::: TASK MATERIAL :::
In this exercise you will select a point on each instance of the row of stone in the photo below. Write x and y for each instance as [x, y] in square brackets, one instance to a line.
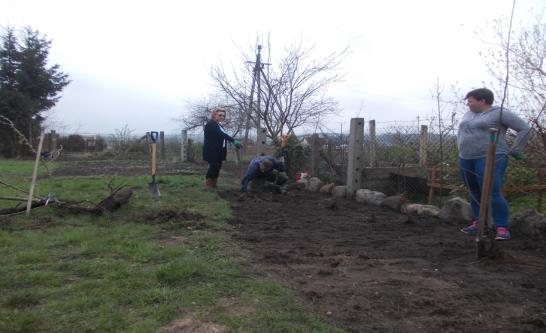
[454, 209]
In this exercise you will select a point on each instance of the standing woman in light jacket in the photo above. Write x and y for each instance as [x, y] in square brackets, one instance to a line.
[473, 142]
[215, 146]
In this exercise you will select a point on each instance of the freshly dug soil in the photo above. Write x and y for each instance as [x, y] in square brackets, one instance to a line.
[373, 270]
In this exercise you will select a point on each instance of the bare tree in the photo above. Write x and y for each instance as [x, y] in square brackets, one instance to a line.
[527, 71]
[293, 91]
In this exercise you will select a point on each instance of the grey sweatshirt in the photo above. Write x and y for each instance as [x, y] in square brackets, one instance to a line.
[473, 136]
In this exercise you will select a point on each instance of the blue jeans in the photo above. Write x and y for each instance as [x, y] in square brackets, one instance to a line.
[472, 174]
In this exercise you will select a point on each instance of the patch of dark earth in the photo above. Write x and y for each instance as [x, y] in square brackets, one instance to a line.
[369, 269]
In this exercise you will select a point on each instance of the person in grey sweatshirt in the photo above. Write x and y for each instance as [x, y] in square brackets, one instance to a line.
[473, 141]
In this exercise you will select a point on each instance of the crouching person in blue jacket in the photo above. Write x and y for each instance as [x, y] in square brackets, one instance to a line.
[264, 173]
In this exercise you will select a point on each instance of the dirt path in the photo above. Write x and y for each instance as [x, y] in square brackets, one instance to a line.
[372, 270]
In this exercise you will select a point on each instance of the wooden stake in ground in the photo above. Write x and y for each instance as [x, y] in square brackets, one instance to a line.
[35, 172]
[485, 198]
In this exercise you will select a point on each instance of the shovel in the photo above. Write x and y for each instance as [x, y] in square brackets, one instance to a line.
[486, 245]
[153, 187]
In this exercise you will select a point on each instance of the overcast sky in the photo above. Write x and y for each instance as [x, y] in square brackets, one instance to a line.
[136, 63]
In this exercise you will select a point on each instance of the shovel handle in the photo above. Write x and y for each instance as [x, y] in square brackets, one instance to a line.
[154, 166]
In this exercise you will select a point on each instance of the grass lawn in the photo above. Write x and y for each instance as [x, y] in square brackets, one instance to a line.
[135, 270]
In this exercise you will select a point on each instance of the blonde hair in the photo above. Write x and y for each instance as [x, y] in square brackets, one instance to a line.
[267, 164]
[216, 110]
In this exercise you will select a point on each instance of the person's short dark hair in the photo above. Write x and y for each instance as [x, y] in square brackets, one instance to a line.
[481, 94]
[267, 164]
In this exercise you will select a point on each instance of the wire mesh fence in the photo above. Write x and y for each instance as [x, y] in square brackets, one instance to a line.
[420, 161]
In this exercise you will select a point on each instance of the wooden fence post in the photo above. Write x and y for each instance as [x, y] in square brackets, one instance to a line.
[423, 146]
[184, 146]
[35, 172]
[373, 144]
[354, 171]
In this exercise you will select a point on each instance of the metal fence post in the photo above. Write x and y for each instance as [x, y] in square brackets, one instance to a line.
[315, 154]
[354, 171]
[423, 146]
[373, 144]
[162, 144]
[260, 142]
[184, 146]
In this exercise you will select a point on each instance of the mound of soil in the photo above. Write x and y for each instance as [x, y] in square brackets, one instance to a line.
[374, 270]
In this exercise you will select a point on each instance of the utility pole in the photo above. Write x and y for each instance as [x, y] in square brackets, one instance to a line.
[256, 82]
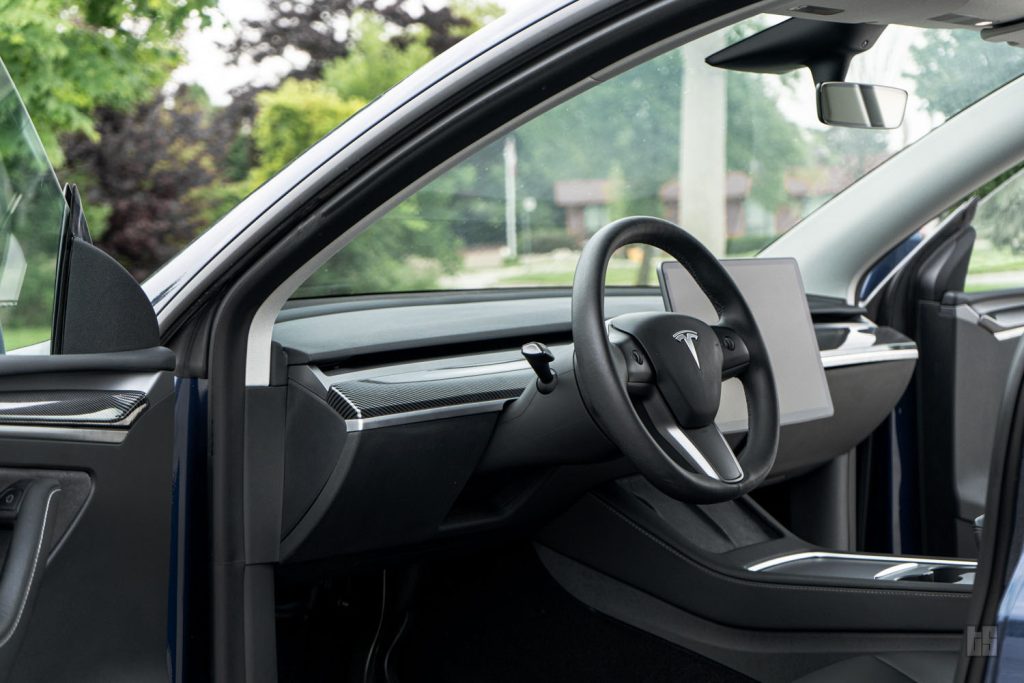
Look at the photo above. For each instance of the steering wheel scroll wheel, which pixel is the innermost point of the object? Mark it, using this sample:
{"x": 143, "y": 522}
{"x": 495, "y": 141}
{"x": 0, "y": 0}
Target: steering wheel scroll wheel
{"x": 652, "y": 381}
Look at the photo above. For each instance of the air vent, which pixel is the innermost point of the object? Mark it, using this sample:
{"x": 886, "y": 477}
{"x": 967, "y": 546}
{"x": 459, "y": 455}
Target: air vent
{"x": 815, "y": 9}
{"x": 961, "y": 19}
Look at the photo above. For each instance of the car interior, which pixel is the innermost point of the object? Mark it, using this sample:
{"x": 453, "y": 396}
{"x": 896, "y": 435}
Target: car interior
{"x": 477, "y": 485}
{"x": 648, "y": 453}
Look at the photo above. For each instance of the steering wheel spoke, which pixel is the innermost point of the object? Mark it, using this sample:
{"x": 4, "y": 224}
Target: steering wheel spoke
{"x": 735, "y": 356}
{"x": 702, "y": 449}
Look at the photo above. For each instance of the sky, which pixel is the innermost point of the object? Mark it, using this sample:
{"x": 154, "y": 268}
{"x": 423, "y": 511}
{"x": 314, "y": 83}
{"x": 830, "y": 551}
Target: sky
{"x": 207, "y": 65}
{"x": 207, "y": 62}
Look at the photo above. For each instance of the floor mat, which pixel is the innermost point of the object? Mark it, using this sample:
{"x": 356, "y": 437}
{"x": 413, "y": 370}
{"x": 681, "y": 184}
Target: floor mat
{"x": 502, "y": 617}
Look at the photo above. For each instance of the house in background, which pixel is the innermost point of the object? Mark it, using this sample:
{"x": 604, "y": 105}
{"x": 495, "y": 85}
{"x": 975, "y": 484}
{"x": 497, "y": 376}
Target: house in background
{"x": 737, "y": 187}
{"x": 586, "y": 205}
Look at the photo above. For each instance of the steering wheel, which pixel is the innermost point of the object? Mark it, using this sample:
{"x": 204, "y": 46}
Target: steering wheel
{"x": 652, "y": 382}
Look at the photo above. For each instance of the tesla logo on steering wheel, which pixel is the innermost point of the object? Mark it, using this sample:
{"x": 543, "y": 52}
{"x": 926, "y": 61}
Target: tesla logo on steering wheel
{"x": 689, "y": 338}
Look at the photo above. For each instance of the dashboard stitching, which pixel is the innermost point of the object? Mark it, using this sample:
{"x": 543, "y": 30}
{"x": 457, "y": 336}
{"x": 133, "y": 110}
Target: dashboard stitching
{"x": 760, "y": 584}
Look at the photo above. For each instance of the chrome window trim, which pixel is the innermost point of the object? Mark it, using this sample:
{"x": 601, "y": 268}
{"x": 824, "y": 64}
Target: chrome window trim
{"x": 327, "y": 160}
{"x": 882, "y": 353}
{"x": 364, "y": 424}
{"x": 64, "y": 433}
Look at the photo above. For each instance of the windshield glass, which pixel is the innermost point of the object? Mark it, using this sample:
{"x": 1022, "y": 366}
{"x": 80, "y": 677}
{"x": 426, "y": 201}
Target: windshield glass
{"x": 32, "y": 209}
{"x": 735, "y": 158}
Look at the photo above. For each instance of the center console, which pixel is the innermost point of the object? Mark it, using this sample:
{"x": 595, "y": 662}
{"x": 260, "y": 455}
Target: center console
{"x": 732, "y": 563}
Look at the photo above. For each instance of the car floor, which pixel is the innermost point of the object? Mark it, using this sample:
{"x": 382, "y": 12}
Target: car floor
{"x": 491, "y": 616}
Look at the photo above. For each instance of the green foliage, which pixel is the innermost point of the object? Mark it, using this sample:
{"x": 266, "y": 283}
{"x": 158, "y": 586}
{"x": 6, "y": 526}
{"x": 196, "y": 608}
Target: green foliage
{"x": 375, "y": 63}
{"x": 71, "y": 57}
{"x": 1000, "y": 219}
{"x": 291, "y": 119}
{"x": 760, "y": 140}
{"x": 403, "y": 251}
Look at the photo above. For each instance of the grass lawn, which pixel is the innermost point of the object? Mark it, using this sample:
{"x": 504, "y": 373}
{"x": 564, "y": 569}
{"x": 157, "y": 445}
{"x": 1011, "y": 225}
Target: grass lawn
{"x": 18, "y": 337}
{"x": 993, "y": 268}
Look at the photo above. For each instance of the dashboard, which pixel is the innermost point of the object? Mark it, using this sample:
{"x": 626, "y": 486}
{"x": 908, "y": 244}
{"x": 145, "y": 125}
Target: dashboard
{"x": 423, "y": 403}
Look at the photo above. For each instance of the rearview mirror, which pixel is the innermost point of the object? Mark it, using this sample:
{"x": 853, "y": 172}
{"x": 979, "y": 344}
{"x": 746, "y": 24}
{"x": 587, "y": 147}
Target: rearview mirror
{"x": 860, "y": 105}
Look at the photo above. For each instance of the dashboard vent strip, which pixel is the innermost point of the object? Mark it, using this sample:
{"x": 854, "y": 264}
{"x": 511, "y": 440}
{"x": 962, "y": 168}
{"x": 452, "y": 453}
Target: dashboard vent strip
{"x": 370, "y": 398}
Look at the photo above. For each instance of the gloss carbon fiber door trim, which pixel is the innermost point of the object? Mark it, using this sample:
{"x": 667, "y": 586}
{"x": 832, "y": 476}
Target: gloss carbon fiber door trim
{"x": 71, "y": 408}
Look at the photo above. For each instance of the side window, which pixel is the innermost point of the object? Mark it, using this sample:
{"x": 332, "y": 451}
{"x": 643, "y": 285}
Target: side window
{"x": 997, "y": 260}
{"x": 31, "y": 214}
{"x": 735, "y": 158}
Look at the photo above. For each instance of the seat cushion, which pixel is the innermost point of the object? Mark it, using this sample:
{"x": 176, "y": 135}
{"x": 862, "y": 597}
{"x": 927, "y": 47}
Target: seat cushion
{"x": 890, "y": 668}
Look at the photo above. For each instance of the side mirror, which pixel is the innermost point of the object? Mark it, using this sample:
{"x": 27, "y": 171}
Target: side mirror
{"x": 860, "y": 105}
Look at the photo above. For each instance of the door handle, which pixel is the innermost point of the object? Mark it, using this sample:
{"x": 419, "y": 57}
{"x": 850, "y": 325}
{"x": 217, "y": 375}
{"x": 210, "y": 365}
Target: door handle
{"x": 28, "y": 509}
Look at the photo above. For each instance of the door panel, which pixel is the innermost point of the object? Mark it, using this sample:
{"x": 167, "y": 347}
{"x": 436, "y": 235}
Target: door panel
{"x": 98, "y": 440}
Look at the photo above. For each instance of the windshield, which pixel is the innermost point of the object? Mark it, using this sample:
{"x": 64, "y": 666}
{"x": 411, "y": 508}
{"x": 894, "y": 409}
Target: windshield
{"x": 32, "y": 209}
{"x": 735, "y": 158}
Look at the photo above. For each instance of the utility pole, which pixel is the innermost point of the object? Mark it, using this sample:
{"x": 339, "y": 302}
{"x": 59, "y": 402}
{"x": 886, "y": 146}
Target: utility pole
{"x": 511, "y": 239}
{"x": 701, "y": 145}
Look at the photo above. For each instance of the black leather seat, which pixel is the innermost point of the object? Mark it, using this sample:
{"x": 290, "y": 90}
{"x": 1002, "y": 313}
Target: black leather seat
{"x": 892, "y": 668}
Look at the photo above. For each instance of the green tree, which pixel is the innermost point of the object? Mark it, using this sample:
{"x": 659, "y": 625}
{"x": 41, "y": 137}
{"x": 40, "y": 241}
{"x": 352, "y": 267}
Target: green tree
{"x": 404, "y": 250}
{"x": 71, "y": 57}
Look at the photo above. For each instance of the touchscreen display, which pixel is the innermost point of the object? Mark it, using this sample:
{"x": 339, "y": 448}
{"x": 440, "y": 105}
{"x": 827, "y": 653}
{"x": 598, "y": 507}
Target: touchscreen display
{"x": 774, "y": 292}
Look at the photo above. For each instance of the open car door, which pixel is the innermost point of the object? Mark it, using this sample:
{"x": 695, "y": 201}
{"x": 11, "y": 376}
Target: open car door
{"x": 86, "y": 425}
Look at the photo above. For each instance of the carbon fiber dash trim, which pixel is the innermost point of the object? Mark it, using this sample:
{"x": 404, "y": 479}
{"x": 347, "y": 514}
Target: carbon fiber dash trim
{"x": 372, "y": 397}
{"x": 71, "y": 408}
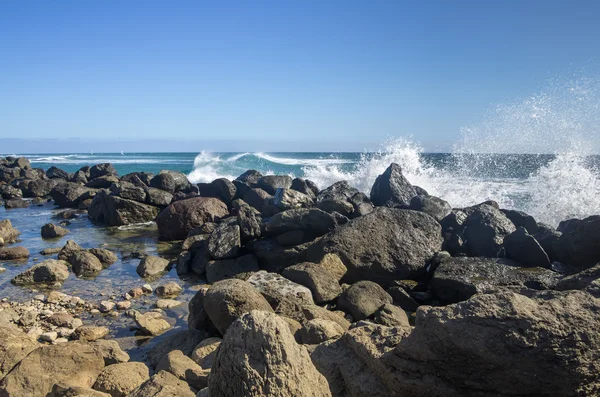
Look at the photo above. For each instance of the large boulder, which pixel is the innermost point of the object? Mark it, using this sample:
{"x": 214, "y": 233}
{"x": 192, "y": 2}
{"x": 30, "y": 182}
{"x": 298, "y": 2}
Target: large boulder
{"x": 392, "y": 189}
{"x": 48, "y": 271}
{"x": 544, "y": 345}
{"x": 383, "y": 245}
{"x": 242, "y": 369}
{"x": 72, "y": 363}
{"x": 457, "y": 279}
{"x": 227, "y": 300}
{"x": 176, "y": 221}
:::
- TASK TO COMPLETE: Using the records above, print exactly the lines between the ones containing "the shovel handle" and "Look at the photo above. For each instance of the air", inclusive, and nothing else; no pictures.

- ANSWER TO THE EXERCISE:
In this exercise you will select a point on each instance of the shovel handle in the photo above. Write x and y for each instance as [x, y] in square brackets, one instance to a line.
[154, 166]
In this exercise you will select a point on each instance of the grass lawn in the photo above. Write x and y for each instance as [x, y] in square brackets, one instance to a line.
[135, 270]
In this exercise you will select a point on each instance of the blonde hair in the photo above. Write x and y for each instance as [x, y] in square brackets, one instance to a line.
[267, 164]
[216, 110]
In this exercise you will select a point on each instance of the person's short dark hair in the photo above. Write x and y for each instance as [x, y] in square brackets, one instance to a line.
[481, 94]
[267, 164]
In this exercise you will select a point on each instance of the wire mesh fence in the photo above. Write x and y for each instance as [x, y] in square brackets, one instance to a line.
[420, 161]
In this exercise you will select a point on each instance of the wooden fence post in the photo above. Write x and y for each instance as [x, y] in square brackets, one instance to a line.
[423, 146]
[184, 146]
[35, 172]
[373, 144]
[354, 171]
In this exercise you will select a point on each instance of the metal fence post in the photo above. Write x and y for each instance as [x, y] in square brackets, one instance to a line.
[315, 154]
[354, 171]
[423, 146]
[373, 144]
[162, 144]
[260, 142]
[184, 146]
In this exercise you will select a point on each instance of the mound of soil in the photo above. Write x and y for each instance as [x, y] in square brackets, one instance to a line.
[374, 270]
In this exercise you will select a point on each instance of the utility pole in the photo above. Write x and y for each instance as [x, y] in square brackets, one instance to a line.
[256, 82]
Look at the photo above. For each instance of the steering wheel scroll wheel, which pixel is the innermost point of the object? Mark it, using this sample:
{"x": 143, "y": 522}
{"x": 495, "y": 141}
{"x": 0, "y": 0}
Target: steering wheel scroll wheel
{"x": 652, "y": 381}
Look at the photo above. For each instance of the air vent, which pixel is the innermost point of the object? Mark it, using this sample:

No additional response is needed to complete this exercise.